TASK OBJECTIVE: Starting at the line that holds "For the scouting tally, point out every instance of the hand", transcribe every line to the end of the data exactly; include no other lines.

[Start of Attachment]

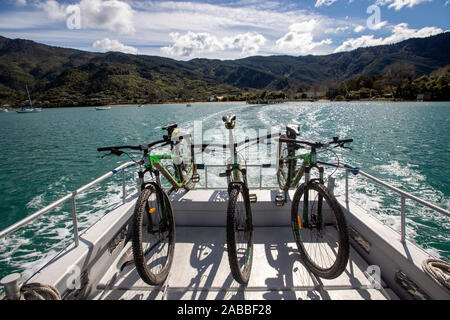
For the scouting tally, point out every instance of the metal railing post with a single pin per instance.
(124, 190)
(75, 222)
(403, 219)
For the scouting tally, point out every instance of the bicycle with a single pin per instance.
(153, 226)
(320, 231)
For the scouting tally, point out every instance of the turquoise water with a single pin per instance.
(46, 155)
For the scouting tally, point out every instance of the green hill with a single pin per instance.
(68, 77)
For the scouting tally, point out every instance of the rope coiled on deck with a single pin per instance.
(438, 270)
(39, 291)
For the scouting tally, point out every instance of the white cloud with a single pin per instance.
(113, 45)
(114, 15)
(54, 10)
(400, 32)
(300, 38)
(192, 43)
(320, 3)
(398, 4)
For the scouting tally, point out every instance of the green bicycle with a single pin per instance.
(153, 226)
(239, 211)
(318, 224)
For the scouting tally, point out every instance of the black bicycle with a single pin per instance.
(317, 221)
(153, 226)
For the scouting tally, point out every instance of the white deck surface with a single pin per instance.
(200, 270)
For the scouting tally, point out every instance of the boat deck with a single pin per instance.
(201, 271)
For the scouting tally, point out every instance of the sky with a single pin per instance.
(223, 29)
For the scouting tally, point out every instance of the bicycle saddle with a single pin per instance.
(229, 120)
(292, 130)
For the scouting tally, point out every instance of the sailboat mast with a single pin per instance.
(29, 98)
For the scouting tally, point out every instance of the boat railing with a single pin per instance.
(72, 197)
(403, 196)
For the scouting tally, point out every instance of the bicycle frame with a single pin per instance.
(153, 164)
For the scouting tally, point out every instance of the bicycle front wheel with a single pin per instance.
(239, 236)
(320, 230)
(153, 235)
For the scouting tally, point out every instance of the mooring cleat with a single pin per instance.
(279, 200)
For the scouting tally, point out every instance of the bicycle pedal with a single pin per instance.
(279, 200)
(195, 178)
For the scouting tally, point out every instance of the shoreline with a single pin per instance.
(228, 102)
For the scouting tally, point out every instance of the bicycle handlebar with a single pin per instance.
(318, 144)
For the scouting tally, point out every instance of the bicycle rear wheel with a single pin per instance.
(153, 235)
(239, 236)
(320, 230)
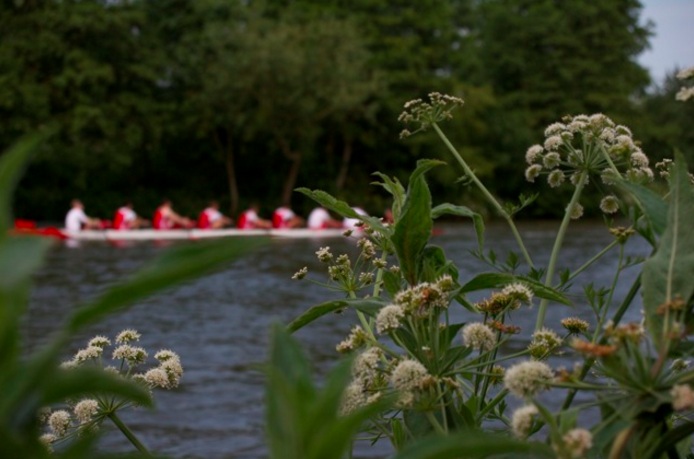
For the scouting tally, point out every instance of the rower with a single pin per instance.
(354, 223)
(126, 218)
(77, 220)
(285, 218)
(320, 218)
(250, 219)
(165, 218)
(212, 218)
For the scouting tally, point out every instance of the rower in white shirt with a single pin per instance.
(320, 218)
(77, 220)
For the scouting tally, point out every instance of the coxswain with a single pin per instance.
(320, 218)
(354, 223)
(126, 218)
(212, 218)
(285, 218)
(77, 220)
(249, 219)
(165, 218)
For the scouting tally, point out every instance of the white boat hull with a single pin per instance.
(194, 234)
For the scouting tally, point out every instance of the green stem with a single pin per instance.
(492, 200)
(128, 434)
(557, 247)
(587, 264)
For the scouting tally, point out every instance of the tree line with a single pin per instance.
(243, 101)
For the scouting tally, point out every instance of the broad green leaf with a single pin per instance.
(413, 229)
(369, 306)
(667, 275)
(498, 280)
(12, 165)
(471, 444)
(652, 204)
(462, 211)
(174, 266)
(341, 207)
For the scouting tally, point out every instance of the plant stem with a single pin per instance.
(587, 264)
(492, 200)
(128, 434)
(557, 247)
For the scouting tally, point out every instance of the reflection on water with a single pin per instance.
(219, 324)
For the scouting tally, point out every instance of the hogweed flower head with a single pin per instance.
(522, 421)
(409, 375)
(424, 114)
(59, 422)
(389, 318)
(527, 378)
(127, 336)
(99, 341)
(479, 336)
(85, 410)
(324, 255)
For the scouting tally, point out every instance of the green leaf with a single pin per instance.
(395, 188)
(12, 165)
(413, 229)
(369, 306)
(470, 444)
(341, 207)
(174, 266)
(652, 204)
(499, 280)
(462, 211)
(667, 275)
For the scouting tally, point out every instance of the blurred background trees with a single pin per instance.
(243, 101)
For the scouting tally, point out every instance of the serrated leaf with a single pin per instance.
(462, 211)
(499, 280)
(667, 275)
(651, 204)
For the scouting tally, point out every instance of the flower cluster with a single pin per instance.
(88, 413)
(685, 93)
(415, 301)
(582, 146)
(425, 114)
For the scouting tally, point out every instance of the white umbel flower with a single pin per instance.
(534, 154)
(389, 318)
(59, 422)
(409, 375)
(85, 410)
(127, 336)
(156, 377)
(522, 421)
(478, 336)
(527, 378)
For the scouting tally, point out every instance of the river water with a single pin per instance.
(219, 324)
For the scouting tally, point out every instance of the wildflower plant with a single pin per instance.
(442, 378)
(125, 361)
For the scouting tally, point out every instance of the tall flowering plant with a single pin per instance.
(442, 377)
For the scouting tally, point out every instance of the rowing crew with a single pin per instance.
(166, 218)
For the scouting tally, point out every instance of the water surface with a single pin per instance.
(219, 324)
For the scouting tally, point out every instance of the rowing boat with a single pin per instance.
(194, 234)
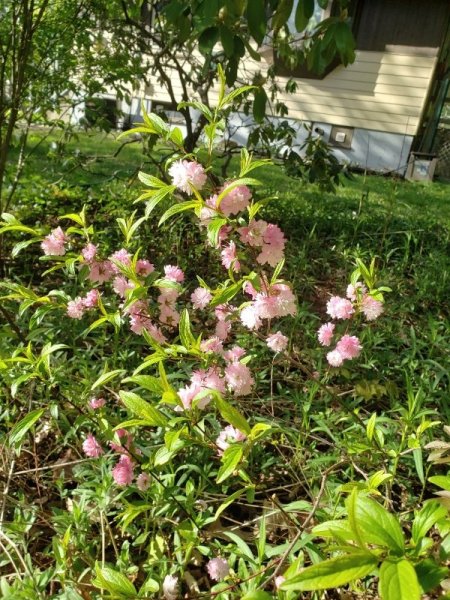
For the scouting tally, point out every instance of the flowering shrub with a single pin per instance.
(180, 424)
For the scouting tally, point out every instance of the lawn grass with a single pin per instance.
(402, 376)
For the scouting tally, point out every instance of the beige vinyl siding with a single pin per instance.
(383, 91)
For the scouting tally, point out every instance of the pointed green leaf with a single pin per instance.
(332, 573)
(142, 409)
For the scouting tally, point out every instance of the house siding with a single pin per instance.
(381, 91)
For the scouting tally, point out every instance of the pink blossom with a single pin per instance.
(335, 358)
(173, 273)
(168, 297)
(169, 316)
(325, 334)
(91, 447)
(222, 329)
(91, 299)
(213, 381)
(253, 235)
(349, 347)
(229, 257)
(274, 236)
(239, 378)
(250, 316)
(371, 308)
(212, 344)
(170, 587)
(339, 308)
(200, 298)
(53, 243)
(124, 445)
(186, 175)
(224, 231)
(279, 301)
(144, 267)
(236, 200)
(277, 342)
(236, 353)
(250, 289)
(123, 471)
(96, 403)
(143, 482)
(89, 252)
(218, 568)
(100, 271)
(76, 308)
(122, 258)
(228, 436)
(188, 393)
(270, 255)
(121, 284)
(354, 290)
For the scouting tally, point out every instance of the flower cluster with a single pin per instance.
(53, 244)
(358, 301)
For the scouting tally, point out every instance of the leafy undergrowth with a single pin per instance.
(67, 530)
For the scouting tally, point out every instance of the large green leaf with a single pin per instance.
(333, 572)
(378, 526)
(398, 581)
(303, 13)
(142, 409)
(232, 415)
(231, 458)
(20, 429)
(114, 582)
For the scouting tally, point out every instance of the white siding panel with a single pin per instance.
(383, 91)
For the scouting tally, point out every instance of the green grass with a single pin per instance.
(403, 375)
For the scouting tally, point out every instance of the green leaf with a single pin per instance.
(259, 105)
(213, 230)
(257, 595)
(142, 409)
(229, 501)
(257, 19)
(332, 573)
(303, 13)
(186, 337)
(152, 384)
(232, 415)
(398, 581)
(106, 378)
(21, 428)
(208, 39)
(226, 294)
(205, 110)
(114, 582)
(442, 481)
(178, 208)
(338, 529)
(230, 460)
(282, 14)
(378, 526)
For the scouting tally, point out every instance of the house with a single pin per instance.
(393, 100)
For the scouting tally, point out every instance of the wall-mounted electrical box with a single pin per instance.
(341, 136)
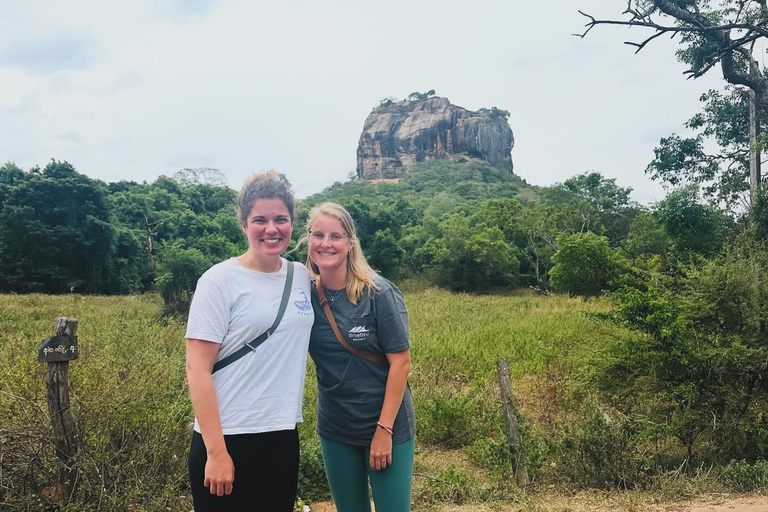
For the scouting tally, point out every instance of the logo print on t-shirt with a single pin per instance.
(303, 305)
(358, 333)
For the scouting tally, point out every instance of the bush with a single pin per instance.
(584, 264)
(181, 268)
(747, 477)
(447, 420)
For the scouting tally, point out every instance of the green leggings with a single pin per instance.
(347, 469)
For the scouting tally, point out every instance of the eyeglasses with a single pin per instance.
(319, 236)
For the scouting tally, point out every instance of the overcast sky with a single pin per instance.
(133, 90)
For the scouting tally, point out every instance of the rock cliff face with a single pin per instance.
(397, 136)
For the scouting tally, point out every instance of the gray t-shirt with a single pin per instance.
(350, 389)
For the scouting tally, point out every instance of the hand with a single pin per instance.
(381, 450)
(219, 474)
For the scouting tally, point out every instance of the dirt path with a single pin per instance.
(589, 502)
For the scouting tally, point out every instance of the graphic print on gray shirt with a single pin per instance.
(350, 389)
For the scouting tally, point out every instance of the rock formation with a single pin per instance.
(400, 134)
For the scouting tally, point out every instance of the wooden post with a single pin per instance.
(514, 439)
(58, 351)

[End of Attachment]

EXERCISE ANSWER:
For the scouting tally, point out every instance of the hand with a single pin per instance.
(381, 450)
(219, 474)
For the scouting tally, point out every instance of the dirt path with a single pin per instance.
(589, 502)
For the scouting tally, point out every instance of the graphic print on gray shirt with a single pin per instance.
(350, 389)
For the scouting tally, point out every instance of the rock formation with a single pin per instance.
(400, 134)
For the scouting tally, point out every instance of the wooden post with a single pin per instance.
(514, 439)
(58, 351)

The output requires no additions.